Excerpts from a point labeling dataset
— BEGIN —
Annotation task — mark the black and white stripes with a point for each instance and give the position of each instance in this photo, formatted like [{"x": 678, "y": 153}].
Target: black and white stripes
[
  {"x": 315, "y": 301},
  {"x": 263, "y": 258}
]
— END —
** THE PROBLEM **
Output every line of the listing above, unchanged and in the same order.

** TASK ANSWER **
Annotation task — mark the black and white stripes with a point for each instance and give the position of each instance in this photo, formatted like [{"x": 678, "y": 153}].
Target: black and white stripes
[
  {"x": 315, "y": 301},
  {"x": 263, "y": 258}
]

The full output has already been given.